→ TASK ITEM: Give back exactly the line containing "Q: For each instance of the rear door handle" together with all the lines after it, ending at the final line below.
(DATA EXTRACT Opens)
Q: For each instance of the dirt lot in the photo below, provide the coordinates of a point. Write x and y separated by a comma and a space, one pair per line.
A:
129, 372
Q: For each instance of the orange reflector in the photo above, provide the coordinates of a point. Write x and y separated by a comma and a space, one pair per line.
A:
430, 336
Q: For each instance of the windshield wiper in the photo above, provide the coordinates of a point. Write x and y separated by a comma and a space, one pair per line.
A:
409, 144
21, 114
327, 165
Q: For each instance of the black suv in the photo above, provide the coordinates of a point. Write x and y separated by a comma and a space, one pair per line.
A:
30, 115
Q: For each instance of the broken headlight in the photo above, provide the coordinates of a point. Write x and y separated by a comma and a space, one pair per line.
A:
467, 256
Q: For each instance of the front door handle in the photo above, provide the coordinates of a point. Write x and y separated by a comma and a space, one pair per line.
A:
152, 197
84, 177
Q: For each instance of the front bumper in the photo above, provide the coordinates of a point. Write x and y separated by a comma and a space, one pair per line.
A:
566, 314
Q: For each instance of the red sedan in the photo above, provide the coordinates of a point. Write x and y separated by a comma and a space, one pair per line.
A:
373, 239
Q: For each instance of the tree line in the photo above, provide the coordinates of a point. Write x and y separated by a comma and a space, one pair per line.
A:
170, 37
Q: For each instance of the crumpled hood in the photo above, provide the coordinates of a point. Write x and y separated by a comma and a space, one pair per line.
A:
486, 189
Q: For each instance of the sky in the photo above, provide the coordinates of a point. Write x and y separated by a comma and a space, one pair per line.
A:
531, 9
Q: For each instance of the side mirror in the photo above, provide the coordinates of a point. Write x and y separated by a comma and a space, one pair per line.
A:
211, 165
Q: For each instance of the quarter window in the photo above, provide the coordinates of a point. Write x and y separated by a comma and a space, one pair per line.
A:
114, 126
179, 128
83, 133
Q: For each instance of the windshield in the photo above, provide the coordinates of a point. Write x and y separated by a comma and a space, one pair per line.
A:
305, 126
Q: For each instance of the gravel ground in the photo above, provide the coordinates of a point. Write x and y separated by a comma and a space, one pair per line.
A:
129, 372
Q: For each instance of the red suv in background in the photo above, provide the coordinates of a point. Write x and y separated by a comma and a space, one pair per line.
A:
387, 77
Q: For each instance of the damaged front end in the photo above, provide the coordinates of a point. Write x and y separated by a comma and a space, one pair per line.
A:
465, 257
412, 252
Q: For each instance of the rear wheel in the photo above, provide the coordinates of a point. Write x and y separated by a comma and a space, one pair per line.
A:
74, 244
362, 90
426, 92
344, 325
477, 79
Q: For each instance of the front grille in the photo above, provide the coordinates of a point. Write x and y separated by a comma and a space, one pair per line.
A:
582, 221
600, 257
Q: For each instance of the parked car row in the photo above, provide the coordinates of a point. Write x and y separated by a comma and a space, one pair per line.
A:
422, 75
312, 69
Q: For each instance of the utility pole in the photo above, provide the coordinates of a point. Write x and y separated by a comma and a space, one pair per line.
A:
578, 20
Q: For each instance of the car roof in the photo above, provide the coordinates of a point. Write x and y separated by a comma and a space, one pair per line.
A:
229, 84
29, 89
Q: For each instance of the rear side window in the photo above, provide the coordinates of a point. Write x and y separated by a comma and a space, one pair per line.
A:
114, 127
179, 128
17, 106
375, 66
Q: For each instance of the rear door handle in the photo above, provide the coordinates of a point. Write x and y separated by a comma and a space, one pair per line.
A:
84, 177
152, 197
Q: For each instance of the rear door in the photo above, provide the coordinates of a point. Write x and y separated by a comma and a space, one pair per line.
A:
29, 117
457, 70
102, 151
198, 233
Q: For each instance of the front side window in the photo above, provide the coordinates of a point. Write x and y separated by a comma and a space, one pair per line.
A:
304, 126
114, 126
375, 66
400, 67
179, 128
(DATA EXTRACT Closes)
→ EXERCISE OUTPUT:
Q: For each instance of the rear door handle in the photo above, provide the coordinates of a point. Write x and y separated by a comma and a space, one pair per line.
A:
84, 177
152, 197
Q: For each instance of the rear door in the photo above, provide the coordinates of a point. Write x and y separated by a comma and a space, one pair per line.
A:
29, 117
457, 70
102, 151
198, 233
Q: For each instance of the front side window in the photo above, provide the coordinates of a point. Write x and y separated by a comma and a space, one pair per line.
A:
304, 126
114, 126
375, 66
400, 67
179, 128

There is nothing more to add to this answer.